▶ What is required
Using the entries below, copy out all lines where "drop" is found.

▶ Items from a data source
Content starts
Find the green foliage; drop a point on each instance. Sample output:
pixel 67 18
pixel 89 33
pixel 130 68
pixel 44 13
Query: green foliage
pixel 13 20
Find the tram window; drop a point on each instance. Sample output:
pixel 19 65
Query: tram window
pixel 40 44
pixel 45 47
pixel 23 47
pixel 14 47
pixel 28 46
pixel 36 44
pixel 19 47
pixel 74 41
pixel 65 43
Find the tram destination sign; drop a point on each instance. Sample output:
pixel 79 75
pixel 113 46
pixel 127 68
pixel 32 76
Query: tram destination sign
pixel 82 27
Content ends
Content starts
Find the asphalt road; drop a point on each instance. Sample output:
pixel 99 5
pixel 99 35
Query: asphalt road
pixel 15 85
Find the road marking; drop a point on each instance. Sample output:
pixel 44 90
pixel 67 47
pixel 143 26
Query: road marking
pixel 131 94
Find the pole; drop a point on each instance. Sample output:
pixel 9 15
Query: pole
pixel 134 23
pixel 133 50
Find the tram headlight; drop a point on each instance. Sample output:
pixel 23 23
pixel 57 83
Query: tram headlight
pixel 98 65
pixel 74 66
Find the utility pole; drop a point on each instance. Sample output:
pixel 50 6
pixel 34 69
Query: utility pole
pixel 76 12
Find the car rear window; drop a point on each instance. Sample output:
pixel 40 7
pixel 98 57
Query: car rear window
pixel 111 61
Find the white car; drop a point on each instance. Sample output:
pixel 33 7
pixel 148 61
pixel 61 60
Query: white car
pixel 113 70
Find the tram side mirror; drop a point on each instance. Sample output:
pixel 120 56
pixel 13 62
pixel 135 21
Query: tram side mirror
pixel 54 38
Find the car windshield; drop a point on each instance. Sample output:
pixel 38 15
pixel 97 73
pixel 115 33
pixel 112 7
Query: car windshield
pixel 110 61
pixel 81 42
Content ends
▶ Result
Find the green foliage; drop a point on each instance. Sample output:
Find the tram window; drop a point on each instance. Sample output:
Find the tram destination sign; drop a point on each instance. Sample output:
Find the asphalt road; drop a point on each instance. Sample output:
Find the road marking; drop a point on each instance. Sample output:
Find the pole; drop a point on each instance. Sample output:
Find the tram headlight; drop a point on each instance. Sample output:
Find the utility pole; drop a point on each instance. Sample output:
Find the car rear window; drop a point on each instance. Sample output:
Find the white car; drop a point on each instance. Sample output:
Find the tram side mirror; drop a point on each instance. Sample output:
Find the car windshield; drop a point on each instance. Sample output:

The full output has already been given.